**Task to complete**
Copy each of the following records line for line, without changing anything.

========================================

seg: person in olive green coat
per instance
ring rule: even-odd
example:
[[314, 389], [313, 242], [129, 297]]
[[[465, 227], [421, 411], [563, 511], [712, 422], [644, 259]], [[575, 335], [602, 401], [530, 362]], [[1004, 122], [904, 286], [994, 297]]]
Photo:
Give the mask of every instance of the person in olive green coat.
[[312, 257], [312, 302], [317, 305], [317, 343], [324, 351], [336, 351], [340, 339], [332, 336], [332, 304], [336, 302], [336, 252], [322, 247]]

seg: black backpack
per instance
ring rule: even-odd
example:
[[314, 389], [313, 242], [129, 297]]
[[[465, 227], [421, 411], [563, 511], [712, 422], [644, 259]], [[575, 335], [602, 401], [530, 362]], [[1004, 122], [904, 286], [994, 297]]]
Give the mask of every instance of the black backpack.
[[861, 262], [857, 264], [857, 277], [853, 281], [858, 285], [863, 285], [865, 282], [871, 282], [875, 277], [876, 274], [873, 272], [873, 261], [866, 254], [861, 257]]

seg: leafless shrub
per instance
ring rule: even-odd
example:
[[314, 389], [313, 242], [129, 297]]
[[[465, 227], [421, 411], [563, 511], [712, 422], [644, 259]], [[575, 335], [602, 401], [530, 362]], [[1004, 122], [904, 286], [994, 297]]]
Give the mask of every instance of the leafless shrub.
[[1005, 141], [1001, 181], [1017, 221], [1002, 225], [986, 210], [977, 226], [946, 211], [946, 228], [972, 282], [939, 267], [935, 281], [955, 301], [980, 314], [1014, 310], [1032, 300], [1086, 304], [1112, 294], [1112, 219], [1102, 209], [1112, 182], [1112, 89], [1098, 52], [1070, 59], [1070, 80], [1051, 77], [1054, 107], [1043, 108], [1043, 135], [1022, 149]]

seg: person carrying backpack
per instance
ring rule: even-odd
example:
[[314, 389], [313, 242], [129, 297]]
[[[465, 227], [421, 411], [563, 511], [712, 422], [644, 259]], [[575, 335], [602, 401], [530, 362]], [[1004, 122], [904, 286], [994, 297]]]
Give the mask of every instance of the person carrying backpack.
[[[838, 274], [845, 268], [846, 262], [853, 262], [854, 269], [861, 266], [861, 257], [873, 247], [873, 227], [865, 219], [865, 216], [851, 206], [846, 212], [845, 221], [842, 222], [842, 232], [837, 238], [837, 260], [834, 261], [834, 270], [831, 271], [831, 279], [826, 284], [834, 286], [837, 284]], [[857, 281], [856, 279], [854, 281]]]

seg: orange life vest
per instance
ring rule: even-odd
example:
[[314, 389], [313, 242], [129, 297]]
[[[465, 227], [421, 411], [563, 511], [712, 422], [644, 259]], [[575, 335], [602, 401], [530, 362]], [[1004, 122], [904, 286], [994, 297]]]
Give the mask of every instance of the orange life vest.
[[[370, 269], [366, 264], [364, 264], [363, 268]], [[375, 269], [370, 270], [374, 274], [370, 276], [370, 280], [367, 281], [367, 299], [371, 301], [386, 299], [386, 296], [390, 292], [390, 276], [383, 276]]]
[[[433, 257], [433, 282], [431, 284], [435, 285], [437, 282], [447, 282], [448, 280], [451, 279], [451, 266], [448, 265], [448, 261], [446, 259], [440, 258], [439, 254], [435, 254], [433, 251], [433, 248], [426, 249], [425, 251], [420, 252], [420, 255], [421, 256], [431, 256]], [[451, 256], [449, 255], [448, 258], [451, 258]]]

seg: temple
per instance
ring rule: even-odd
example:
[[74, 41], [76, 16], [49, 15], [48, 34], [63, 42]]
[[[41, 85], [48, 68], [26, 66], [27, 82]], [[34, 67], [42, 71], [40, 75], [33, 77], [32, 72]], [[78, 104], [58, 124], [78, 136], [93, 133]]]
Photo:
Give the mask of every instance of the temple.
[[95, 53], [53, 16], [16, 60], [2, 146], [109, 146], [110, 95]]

========================================

**Exercise output**
seg: person in olive green coat
per instance
ring rule: even-odd
example:
[[314, 389], [313, 242], [129, 297]]
[[[465, 227], [421, 411], [563, 511], [712, 422], [644, 259]], [[575, 335], [602, 401], [530, 362]], [[1004, 122], [904, 286], [994, 297]]]
Photo:
Give the mask of every instance of the person in olive green coat.
[[312, 257], [312, 302], [317, 305], [317, 343], [324, 351], [336, 351], [340, 339], [332, 336], [332, 304], [336, 302], [336, 252], [322, 247]]

seg: black backpack
per instance
ring rule: even-odd
example:
[[314, 389], [313, 242], [129, 297]]
[[[465, 227], [421, 411], [563, 511], [712, 422], [644, 259]], [[575, 335], [602, 401], [530, 362]], [[1004, 122], [904, 286], [994, 297]]]
Give the mask of every instance of the black backpack.
[[861, 262], [857, 264], [857, 277], [853, 281], [858, 285], [863, 285], [865, 282], [871, 282], [875, 277], [876, 274], [873, 272], [873, 261], [866, 254], [861, 257]]

seg: leafless shrub
per instance
ring rule: even-odd
example:
[[314, 389], [313, 242], [129, 297]]
[[[465, 227], [421, 411], [563, 511], [712, 422], [644, 259]], [[575, 335], [602, 401], [530, 362]], [[1004, 122], [904, 286], [994, 297]]]
Give the mask of every instance of the leafless shrub.
[[1005, 141], [1001, 181], [1017, 221], [1002, 225], [986, 210], [977, 226], [946, 211], [946, 228], [972, 282], [939, 267], [935, 281], [955, 301], [980, 314], [1014, 310], [1032, 300], [1086, 304], [1112, 294], [1112, 219], [1102, 209], [1112, 182], [1112, 89], [1098, 52], [1070, 59], [1070, 80], [1051, 77], [1054, 107], [1043, 108], [1043, 135], [1022, 149]]

seg: person carrying backpack
per instance
ring rule: even-odd
example:
[[314, 389], [313, 242], [129, 297]]
[[[465, 227], [421, 411], [563, 511], [712, 422], [644, 259]], [[575, 335], [602, 401], [530, 362]], [[1004, 122], [904, 286], [994, 297]]]
Give the mask of every instance of the person carrying backpack.
[[[838, 274], [845, 268], [846, 262], [853, 262], [854, 269], [861, 266], [861, 257], [873, 247], [873, 227], [865, 219], [865, 216], [851, 206], [846, 212], [845, 221], [842, 222], [842, 232], [837, 238], [837, 260], [834, 261], [834, 270], [831, 271], [831, 279], [826, 284], [834, 286], [837, 284]], [[857, 281], [856, 279], [854, 281]]]

seg: orange life vest
per instance
ring rule: even-odd
example:
[[314, 389], [313, 242], [129, 297]]
[[[465, 227], [421, 411], [563, 511], [712, 422], [644, 259]], [[575, 335], [602, 401], [530, 362]], [[1004, 122], [904, 286], [994, 297]]]
Give the mask of every instance of the orange life vest.
[[[370, 269], [366, 264], [364, 264], [363, 268]], [[375, 269], [370, 270], [374, 274], [370, 276], [370, 280], [367, 281], [367, 299], [371, 301], [386, 299], [386, 296], [390, 292], [390, 276], [383, 276]]]
[[[433, 257], [433, 282], [431, 284], [435, 285], [437, 282], [447, 282], [448, 280], [451, 279], [451, 266], [448, 265], [448, 261], [446, 259], [440, 258], [439, 254], [435, 254], [433, 251], [433, 248], [426, 249], [425, 251], [420, 252], [420, 255], [421, 256], [431, 256]], [[451, 256], [449, 255], [448, 258], [451, 258]]]

seg: temple
per instance
ring rule: even-odd
example:
[[74, 41], [76, 16], [49, 15], [48, 34], [63, 42]]
[[[41, 85], [48, 68], [26, 66], [27, 82]], [[34, 67], [42, 71], [40, 75], [33, 77], [32, 72]], [[78, 104], [58, 124], [78, 136], [93, 133]]]
Photo:
Give the mask of every instance of the temple.
[[95, 53], [53, 16], [16, 60], [2, 146], [109, 146], [110, 95]]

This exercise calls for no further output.